Edit the records below by changing each "bounding box" to "rectangular box", and leave the rest unchanged.

— START OF Supplied records —

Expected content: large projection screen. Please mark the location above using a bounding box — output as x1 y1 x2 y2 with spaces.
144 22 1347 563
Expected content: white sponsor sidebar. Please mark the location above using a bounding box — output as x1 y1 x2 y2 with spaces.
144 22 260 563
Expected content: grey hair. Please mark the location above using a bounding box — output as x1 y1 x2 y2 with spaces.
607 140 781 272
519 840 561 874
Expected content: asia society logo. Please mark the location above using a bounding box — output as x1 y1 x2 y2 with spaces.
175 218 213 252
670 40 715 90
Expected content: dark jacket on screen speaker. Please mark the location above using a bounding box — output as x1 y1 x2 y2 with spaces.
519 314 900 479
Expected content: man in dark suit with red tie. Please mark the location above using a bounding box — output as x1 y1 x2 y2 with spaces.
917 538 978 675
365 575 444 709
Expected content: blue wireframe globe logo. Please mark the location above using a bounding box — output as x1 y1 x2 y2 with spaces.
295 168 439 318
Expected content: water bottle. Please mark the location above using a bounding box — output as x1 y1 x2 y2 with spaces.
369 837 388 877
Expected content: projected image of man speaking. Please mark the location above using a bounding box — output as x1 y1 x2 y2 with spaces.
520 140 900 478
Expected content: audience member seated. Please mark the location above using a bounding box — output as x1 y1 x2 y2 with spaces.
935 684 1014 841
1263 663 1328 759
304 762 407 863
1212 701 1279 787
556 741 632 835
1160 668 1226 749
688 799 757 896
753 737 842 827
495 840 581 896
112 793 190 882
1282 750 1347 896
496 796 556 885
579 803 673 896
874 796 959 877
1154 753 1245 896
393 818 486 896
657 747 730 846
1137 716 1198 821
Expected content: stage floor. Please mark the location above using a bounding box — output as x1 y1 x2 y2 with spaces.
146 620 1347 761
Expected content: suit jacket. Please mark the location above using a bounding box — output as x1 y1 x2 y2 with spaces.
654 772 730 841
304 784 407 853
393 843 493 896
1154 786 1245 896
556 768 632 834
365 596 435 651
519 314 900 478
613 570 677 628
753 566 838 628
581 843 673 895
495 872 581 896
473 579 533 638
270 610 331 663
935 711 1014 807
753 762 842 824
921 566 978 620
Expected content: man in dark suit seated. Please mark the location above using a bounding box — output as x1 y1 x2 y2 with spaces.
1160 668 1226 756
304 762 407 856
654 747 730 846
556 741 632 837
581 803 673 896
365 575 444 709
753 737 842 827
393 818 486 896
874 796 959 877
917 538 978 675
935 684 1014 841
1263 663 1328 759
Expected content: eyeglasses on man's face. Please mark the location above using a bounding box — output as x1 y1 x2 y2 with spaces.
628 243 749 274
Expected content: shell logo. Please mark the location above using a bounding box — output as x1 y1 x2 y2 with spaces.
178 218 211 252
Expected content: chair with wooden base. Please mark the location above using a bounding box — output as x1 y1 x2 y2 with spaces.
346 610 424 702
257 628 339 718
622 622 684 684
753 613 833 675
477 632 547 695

— END OF Supplied records —

:: Exercise output ::
Expected content: large projection screen. Please mark the location above using a rectangular box — output as x1 y1 x2 y2 with spaces.
144 22 1347 563
Expected content: white sponsor sidebar. Please mark the location above using a rectangular box — output as x1 y1 x2 y2 with spaces.
144 22 260 563
Expected content: grey hair. Please mark the location above using a rectangular box — output as x1 y1 x2 y2 with spaces.
607 140 781 272
519 840 561 874
Expected content: asia society logo. Please mark the location above using a rectangular box — output as x1 y1 x2 y2 with spaces.
175 218 213 252
670 40 715 90
Expected content: dark jacket on screen speaker. Please mark the location above using a rectangular box — output as x1 y1 x2 y2 with spaces.
519 314 900 479
Expected content: man in dark suit with red tie. Please mark the location above using a rectangular box — output as x1 y1 x2 y2 with spaces.
917 538 978 675
365 575 444 709
Expected content: blue wireframe globe logo. Please mark the location above using a rectangular box — output as x1 y1 x2 y2 with spaces.
295 168 439 318
Expected content: water bottle. Please mark the location above using a rectangular box — output as x1 y1 x2 y2 with spaces.
369 837 388 877
Expected content: projected image of man speaking. Please mark the location above using a rectangular box — output as x1 y1 x2 y2 with spaces.
520 140 900 478
Expected content: audience member seated. Please mark the location above using a rectangular box — output as x1 y1 x2 y2 with spaces.
935 684 1014 841
1263 663 1328 759
304 762 407 863
1212 701 1279 787
556 741 632 835
1160 668 1226 749
688 799 757 896
753 737 842 827
495 840 581 896
112 793 190 882
1282 750 1347 896
496 796 556 885
579 803 673 896
874 796 959 877
1154 753 1245 896
393 818 486 896
657 747 730 846
1137 716 1198 821
Expected content: stage floor. Please mark the location above using a rectangular box — output as x1 y1 x2 y2 with spaces.
146 620 1347 761
Expected content: suit jacket. Please mark the location above using a rectangular box — output as x1 y1 x2 y2 with spaces.
654 772 730 841
304 784 407 853
393 843 493 896
1154 786 1245 896
556 768 632 834
365 596 435 651
519 314 900 478
613 570 677 628
753 566 838 628
581 843 673 895
495 872 581 896
473 579 533 638
270 610 331 663
935 711 1014 807
753 762 842 824
921 566 978 620
Expected content: man in dark suit seated. Please mark the location above using a rectangular box — output as x1 y1 x2 y2 with spaces.
1160 668 1226 756
304 762 407 856
654 747 730 846
556 741 632 837
581 803 673 896
365 575 444 709
753 737 842 827
393 818 486 896
874 796 959 877
917 538 978 675
935 684 1014 841
1263 663 1328 759
Expected content: eyeglasses on man's face. Please mark the location above using a rectangular box — output as x1 y1 x2 y2 with spaces.
628 243 749 274
Expected content: shell logo. Please mark the location above using a rectangular box — output as x1 y1 x2 y2 with spaces.
178 218 211 252
Expected content: chair with wooden base. Please mark the location above using a rectangular box — output as x1 y1 x2 y2 with spaces.
346 610 424 702
257 628 339 718
622 622 684 684
753 613 833 675
477 632 547 695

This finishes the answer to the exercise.